##### SUPPLIED INFORMATION #####

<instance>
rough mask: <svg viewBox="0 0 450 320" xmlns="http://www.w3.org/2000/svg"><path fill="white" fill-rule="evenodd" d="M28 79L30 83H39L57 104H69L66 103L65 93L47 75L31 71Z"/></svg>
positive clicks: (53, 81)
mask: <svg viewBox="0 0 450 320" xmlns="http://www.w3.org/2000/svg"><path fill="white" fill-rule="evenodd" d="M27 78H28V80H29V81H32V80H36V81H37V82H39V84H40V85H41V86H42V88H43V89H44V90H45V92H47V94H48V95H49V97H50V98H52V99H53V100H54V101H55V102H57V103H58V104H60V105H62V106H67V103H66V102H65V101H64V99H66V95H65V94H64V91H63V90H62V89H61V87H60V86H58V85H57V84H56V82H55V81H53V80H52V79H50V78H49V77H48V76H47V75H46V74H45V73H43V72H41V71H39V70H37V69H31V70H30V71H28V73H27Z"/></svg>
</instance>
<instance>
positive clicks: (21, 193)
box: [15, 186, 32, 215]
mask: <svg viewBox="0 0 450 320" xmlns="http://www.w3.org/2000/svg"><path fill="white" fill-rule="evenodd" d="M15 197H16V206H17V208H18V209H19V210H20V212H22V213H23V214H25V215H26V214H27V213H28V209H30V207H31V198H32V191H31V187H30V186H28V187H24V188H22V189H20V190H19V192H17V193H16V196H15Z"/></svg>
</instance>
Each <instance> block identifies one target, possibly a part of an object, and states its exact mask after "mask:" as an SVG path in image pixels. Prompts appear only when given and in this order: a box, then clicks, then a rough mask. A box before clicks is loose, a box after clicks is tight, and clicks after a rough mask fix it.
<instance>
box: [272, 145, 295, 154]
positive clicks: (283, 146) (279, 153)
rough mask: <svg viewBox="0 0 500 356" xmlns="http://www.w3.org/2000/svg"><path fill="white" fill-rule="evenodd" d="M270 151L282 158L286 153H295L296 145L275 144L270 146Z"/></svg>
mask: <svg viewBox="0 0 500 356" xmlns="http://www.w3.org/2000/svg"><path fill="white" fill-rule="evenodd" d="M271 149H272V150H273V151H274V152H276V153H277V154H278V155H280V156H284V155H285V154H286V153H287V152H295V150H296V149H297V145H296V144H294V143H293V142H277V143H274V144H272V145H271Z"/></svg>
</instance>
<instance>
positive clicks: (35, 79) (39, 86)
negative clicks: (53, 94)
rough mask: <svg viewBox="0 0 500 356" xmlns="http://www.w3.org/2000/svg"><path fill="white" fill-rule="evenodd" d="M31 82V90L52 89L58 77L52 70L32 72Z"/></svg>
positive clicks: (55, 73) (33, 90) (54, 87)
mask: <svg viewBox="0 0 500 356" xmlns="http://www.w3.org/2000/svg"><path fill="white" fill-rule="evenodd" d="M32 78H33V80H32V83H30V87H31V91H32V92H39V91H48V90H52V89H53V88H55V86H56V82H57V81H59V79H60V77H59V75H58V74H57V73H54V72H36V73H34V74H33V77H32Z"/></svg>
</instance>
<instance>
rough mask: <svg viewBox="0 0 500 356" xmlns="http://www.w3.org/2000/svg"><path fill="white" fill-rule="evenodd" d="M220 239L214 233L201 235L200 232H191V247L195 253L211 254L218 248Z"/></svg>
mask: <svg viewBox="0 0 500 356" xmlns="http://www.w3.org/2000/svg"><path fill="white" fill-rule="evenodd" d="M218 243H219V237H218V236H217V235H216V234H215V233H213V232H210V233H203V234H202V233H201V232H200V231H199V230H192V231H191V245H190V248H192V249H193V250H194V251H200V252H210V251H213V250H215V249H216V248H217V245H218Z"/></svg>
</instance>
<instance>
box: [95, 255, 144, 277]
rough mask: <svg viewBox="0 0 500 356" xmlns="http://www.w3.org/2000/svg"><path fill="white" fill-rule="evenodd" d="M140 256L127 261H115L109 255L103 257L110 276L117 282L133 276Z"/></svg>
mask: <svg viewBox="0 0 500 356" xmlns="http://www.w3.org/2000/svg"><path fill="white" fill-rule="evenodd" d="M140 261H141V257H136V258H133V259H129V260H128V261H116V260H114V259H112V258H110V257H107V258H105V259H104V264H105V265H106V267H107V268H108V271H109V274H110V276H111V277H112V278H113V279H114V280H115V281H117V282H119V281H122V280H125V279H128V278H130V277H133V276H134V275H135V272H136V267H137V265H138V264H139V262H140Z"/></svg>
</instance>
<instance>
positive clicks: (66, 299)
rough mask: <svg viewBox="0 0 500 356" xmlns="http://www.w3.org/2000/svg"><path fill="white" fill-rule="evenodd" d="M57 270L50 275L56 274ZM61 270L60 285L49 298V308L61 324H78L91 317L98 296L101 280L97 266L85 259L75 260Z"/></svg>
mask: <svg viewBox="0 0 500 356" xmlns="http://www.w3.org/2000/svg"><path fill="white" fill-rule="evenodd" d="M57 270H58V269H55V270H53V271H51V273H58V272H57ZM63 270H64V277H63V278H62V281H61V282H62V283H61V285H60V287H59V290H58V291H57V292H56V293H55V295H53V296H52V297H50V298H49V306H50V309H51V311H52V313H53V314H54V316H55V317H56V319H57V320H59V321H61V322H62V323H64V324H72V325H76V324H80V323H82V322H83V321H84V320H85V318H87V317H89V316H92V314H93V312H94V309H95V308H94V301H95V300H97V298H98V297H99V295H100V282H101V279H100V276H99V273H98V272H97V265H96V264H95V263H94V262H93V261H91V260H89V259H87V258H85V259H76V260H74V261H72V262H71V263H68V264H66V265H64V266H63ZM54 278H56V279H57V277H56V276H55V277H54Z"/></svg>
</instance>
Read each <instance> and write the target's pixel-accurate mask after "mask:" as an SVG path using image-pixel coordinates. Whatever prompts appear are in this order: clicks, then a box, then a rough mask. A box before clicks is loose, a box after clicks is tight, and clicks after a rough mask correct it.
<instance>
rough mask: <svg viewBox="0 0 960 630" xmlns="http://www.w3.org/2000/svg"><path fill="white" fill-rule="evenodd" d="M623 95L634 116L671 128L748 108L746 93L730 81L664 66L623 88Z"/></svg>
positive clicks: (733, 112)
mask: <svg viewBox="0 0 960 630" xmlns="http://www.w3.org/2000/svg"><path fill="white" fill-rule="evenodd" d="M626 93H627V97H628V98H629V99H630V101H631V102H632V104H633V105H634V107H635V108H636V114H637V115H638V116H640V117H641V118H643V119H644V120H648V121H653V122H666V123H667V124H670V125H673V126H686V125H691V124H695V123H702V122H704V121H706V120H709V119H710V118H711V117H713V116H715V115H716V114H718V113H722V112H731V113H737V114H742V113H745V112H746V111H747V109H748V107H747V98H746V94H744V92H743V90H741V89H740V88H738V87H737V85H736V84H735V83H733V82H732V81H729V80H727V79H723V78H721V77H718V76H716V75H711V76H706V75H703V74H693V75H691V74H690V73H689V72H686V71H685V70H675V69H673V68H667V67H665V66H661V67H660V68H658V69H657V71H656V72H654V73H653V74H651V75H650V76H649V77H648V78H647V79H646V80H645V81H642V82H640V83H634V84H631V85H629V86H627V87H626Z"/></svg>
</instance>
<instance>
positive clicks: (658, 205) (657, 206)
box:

#####

WORK ITEM: Copy every line in the entries above that has the string "before" in it.

SOLUTION TO THIS EXERCISE:
Each <instance> block identifies one target, possibly a part of an object, and states its exact mask after "mask:" as an SVG path in image pixels. Prompts appear only when given and in this order: a box, then clicks, then a rough mask. A box before clicks is loose, a box after clicks is tight, and clicks after a rough mask fix it.
Read each <instance> and write the target's pixel-accurate mask after "mask:" as an SVG path using image-pixel coordinates. Whatever prompts appear are in this order: clicks, then a box, then a rough mask. A box before clicks is loose, a box after clicks is tight, and clicks after a rough mask correct it.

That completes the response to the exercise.